[Referring expression pointing data]
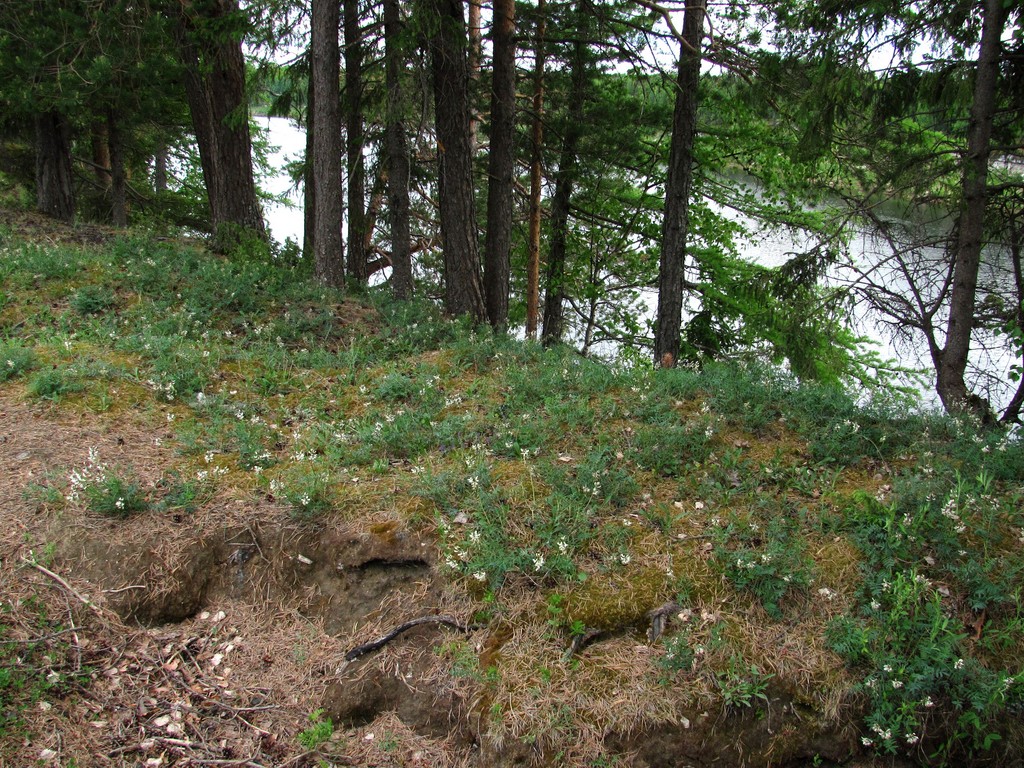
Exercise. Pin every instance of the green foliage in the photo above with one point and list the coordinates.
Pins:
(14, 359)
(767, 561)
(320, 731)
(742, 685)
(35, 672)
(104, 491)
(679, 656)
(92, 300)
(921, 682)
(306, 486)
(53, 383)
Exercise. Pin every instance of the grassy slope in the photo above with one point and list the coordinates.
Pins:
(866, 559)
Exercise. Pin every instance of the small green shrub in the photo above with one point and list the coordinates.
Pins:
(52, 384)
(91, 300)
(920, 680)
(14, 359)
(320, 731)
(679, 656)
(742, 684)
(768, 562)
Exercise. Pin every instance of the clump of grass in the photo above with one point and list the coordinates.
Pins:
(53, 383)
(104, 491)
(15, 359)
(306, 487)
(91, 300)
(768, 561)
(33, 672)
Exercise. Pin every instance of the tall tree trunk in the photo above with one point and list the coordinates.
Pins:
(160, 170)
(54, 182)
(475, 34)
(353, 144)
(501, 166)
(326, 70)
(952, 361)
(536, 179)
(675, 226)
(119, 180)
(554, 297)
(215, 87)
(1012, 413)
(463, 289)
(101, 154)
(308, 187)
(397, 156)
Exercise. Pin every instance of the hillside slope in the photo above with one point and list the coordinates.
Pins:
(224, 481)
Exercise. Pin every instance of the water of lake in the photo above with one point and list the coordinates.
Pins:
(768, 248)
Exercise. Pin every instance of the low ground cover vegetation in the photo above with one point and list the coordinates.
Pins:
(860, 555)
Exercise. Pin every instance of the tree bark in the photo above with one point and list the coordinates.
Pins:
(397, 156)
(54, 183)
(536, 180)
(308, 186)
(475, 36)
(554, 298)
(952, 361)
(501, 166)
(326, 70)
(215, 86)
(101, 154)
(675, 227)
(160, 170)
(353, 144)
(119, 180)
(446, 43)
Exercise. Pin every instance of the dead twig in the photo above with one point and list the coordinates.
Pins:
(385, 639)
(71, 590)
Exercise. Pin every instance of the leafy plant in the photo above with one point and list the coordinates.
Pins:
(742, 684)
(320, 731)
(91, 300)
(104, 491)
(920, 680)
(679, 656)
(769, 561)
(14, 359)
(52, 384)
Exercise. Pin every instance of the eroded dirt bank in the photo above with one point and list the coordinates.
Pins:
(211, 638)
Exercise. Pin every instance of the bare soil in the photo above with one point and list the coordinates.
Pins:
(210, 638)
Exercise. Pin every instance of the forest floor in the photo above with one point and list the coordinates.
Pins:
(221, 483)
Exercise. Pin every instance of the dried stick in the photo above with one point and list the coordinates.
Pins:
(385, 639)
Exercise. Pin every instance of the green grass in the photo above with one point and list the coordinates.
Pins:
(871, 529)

* [Task]: Word for word, repeat the line holding "Exercise. Pin every instance of the green grass" and all lines after it through the end of the entries above.

* [Final answer]:
Exercise. Pin every instance of the green grass in the photo above with one point and list the coordinates.
Pins:
(871, 529)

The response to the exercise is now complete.